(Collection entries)
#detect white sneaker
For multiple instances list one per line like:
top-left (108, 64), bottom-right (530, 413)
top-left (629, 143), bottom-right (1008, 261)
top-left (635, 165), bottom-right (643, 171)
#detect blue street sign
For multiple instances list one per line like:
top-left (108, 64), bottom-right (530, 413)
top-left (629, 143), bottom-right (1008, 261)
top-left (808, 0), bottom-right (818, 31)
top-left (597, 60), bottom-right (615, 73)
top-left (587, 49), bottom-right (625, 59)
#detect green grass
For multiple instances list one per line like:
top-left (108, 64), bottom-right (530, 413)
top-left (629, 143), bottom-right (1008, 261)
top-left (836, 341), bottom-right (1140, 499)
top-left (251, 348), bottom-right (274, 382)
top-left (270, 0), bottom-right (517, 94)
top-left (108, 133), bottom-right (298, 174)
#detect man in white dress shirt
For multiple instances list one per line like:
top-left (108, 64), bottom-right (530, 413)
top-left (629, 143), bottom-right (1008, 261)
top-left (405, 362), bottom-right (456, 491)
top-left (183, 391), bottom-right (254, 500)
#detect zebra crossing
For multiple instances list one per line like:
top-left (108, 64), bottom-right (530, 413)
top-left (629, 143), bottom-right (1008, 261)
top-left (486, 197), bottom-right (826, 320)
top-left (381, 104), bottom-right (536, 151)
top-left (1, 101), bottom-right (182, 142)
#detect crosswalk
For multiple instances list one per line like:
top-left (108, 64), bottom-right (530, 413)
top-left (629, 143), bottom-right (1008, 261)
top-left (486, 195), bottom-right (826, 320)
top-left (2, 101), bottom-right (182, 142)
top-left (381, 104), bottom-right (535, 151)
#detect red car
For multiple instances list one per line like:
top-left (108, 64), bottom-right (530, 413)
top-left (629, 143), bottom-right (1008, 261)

What needs to be done — Reproduce the records above in full, without altering a single character.

Output for this exercise —
#detect white sneaker
For multiple instances list one per line like:
top-left (108, 64), bottom-right (530, 413)
top-left (629, 143), bottom-right (1008, 261)
top-left (635, 165), bottom-right (643, 171)
#detect blue street sign
For multiple instances list one per line like:
top-left (108, 64), bottom-right (530, 413)
top-left (629, 143), bottom-right (1008, 261)
top-left (808, 0), bottom-right (818, 31)
top-left (597, 60), bottom-right (615, 73)
top-left (587, 49), bottom-right (625, 59)
#detect green grass
For multiple instances list one per line like:
top-left (108, 64), bottom-right (530, 413)
top-left (629, 143), bottom-right (1008, 261)
top-left (836, 341), bottom-right (1140, 499)
top-left (251, 348), bottom-right (274, 382)
top-left (270, 0), bottom-right (517, 94)
top-left (108, 133), bottom-right (298, 174)
#detect man in white dress shirt
For multiple instances list one per line like:
top-left (108, 64), bottom-right (530, 413)
top-left (629, 143), bottom-right (1008, 261)
top-left (405, 362), bottom-right (456, 491)
top-left (183, 391), bottom-right (254, 500)
#detect zebra crossing
For multiple instances list one per line like:
top-left (108, 64), bottom-right (530, 413)
top-left (629, 143), bottom-right (1008, 261)
top-left (486, 197), bottom-right (826, 320)
top-left (381, 104), bottom-right (536, 151)
top-left (1, 101), bottom-right (182, 142)
#detect crosswalk
For multiple instances list one per line like:
top-left (108, 64), bottom-right (530, 413)
top-left (629, 143), bottom-right (1008, 261)
top-left (486, 195), bottom-right (826, 320)
top-left (2, 101), bottom-right (182, 142)
top-left (381, 104), bottom-right (535, 151)
#detect red car
For multiple instances list one per line like:
top-left (108, 64), bottom-right (530, 413)
top-left (629, 143), bottom-right (1008, 261)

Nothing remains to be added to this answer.